* [Region annotation entries]
◆ ◆ ◆ ◆ ◆ ◆ ◆

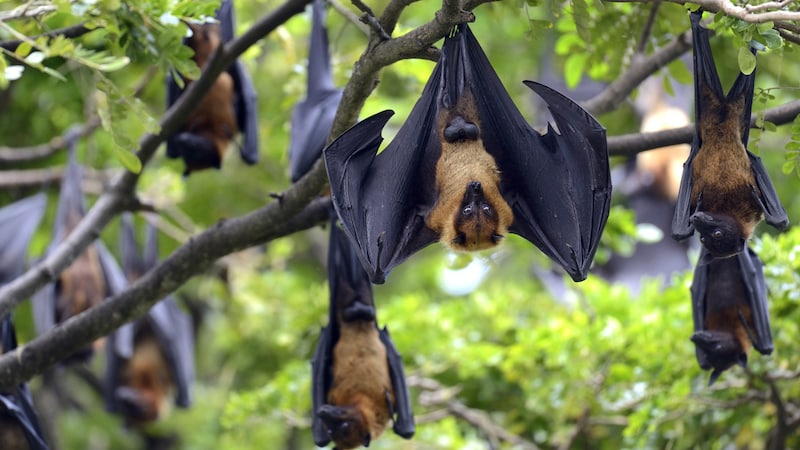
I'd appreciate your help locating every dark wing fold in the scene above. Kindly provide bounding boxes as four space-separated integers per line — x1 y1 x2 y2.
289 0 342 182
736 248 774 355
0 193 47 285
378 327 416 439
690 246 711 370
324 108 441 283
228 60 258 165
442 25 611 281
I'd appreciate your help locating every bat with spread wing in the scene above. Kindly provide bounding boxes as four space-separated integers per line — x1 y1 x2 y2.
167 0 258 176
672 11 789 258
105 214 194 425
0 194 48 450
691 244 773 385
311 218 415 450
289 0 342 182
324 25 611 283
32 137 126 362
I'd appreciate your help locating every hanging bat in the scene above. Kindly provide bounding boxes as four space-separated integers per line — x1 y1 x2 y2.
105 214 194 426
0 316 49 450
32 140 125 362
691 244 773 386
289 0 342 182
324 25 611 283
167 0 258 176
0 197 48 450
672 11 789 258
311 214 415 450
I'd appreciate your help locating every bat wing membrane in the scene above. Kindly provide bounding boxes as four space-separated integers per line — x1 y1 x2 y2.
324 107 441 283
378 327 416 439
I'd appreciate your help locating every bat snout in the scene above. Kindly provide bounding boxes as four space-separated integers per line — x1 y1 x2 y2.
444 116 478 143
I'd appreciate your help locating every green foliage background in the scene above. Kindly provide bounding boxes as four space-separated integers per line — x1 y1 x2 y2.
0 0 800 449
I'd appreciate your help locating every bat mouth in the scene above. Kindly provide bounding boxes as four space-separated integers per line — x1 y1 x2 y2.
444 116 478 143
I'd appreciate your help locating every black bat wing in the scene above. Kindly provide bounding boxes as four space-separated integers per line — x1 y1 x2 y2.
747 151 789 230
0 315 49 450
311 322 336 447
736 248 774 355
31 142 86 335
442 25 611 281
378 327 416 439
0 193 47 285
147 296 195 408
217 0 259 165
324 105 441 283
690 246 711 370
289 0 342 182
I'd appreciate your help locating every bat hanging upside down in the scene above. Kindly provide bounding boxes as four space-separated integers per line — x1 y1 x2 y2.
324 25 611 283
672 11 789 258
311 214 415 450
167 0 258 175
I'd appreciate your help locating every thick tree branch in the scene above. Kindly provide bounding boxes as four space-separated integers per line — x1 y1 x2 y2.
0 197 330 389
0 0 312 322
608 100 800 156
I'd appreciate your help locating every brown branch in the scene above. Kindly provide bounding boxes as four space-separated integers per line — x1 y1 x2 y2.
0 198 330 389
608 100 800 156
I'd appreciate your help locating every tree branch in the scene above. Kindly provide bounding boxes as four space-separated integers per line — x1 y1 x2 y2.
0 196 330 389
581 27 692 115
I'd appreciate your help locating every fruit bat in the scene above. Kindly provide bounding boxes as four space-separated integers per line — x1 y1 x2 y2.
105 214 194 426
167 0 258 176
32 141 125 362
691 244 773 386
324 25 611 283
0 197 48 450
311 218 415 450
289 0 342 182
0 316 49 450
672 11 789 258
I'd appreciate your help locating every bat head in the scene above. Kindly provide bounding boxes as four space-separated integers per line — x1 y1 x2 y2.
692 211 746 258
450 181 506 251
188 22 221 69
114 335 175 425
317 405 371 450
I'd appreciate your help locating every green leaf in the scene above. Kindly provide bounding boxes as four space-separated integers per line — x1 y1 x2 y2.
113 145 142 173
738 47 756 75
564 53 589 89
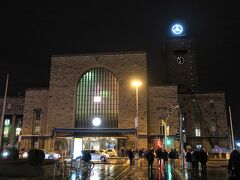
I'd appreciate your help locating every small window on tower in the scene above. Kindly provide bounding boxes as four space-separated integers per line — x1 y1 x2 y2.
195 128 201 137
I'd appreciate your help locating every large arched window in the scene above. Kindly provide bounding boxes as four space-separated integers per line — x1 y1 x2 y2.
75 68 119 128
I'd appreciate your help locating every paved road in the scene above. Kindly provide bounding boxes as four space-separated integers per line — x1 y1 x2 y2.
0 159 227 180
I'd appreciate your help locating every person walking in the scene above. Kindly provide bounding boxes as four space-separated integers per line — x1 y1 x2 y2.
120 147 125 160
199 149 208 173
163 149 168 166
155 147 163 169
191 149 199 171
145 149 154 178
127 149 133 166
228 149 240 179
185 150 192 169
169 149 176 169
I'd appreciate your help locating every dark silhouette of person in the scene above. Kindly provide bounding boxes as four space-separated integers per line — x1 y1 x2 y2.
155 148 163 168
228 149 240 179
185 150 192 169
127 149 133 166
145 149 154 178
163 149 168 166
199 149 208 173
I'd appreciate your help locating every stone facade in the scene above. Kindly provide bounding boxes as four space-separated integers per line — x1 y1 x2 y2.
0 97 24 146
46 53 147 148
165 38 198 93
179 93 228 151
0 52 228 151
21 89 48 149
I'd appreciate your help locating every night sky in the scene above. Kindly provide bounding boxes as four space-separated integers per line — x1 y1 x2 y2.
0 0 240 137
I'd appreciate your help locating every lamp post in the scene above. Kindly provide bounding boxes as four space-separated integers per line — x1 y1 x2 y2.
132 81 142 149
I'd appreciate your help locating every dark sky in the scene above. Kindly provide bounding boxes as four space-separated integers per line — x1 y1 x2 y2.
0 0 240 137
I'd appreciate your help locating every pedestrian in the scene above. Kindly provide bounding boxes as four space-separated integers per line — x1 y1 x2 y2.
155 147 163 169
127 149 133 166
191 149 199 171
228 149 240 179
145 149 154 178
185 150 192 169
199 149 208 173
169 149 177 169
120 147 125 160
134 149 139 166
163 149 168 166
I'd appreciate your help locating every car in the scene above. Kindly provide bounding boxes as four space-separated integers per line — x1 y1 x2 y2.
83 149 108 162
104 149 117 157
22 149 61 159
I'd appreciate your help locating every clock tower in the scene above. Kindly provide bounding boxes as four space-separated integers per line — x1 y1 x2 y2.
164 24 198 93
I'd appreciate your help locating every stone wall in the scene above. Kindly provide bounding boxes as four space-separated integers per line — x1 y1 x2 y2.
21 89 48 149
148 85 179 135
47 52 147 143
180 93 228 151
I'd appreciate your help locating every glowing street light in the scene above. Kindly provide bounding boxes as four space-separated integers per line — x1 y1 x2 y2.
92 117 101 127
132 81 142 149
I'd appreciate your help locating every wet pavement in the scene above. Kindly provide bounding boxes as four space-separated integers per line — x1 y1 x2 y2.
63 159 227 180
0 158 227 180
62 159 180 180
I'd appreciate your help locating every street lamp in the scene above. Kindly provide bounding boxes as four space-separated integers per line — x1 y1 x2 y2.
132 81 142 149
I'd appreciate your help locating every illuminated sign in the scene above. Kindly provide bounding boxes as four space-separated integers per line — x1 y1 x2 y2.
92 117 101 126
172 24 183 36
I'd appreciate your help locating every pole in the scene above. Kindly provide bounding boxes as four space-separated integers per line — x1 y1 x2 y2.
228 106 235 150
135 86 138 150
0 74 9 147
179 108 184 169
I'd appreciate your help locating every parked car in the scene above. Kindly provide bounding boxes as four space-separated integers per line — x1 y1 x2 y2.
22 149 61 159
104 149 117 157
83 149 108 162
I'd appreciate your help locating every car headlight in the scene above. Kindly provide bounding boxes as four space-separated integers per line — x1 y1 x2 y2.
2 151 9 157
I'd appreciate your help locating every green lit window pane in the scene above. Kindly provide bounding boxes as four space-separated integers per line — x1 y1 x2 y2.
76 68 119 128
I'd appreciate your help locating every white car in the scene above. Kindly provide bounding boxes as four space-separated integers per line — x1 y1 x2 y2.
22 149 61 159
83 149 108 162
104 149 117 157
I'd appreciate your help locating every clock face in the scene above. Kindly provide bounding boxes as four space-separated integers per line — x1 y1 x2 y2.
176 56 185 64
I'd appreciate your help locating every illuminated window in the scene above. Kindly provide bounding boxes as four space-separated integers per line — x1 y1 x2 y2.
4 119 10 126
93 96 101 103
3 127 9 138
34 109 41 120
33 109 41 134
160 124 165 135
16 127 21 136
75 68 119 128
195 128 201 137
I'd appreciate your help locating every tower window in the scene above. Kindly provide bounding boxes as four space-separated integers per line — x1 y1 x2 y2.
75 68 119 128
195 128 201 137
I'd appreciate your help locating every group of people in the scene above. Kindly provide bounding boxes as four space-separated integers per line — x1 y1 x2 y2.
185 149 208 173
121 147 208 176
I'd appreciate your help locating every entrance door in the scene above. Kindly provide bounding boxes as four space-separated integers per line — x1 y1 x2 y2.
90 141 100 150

◆ ◆ ◆ ◆ ◆ ◆ ◆

* [Given instruction] Format the lines starting at the one that contains "I'd appreciate your help locating every bat head" and ending at the one that contains "317 405 371 450" as a two-column CSV with the columns input and output. Give one row for each text and its answer, put each in a single quoted field, and turn any line breaks into spaces.

* [Finished task]
input,output
"I'd appreciate your help locating every bat head in the scene above. Kindly provide bounding boxes as four space-separated integers per line — x1 y1 x2 y2.","692 211 746 258 450 181 506 251 188 22 221 69 114 335 175 425 317 405 371 450"